BEGIN

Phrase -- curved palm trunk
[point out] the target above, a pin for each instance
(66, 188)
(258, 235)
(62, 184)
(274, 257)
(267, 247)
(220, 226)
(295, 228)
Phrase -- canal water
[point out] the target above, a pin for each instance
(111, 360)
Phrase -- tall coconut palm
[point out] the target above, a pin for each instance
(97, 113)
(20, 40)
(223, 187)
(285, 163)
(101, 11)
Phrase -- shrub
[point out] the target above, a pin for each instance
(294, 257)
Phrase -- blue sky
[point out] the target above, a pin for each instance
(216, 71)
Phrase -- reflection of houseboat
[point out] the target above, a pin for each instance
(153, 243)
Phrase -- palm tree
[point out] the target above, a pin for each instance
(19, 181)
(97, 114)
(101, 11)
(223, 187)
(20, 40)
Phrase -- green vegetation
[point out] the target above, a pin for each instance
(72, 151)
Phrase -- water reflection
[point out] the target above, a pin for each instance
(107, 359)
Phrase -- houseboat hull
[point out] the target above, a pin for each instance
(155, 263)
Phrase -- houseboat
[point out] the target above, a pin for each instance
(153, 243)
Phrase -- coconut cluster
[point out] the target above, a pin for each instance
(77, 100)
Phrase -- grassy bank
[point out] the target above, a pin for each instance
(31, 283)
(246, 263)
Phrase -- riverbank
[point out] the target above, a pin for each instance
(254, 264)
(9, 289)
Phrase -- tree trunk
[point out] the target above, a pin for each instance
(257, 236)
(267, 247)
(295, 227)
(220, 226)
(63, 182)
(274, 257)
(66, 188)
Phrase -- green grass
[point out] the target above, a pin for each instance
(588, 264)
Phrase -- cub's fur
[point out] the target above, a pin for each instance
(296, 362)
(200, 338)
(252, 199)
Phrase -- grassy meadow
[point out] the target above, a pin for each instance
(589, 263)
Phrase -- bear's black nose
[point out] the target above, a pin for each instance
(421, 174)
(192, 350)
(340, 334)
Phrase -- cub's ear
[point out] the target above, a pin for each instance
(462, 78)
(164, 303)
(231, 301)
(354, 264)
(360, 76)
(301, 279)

END

__What to do__. If a line of the listing above holds the string "grassy", copy it.

__Output below__.
Phrase -- grassy bank
Phrase -- grassy meadow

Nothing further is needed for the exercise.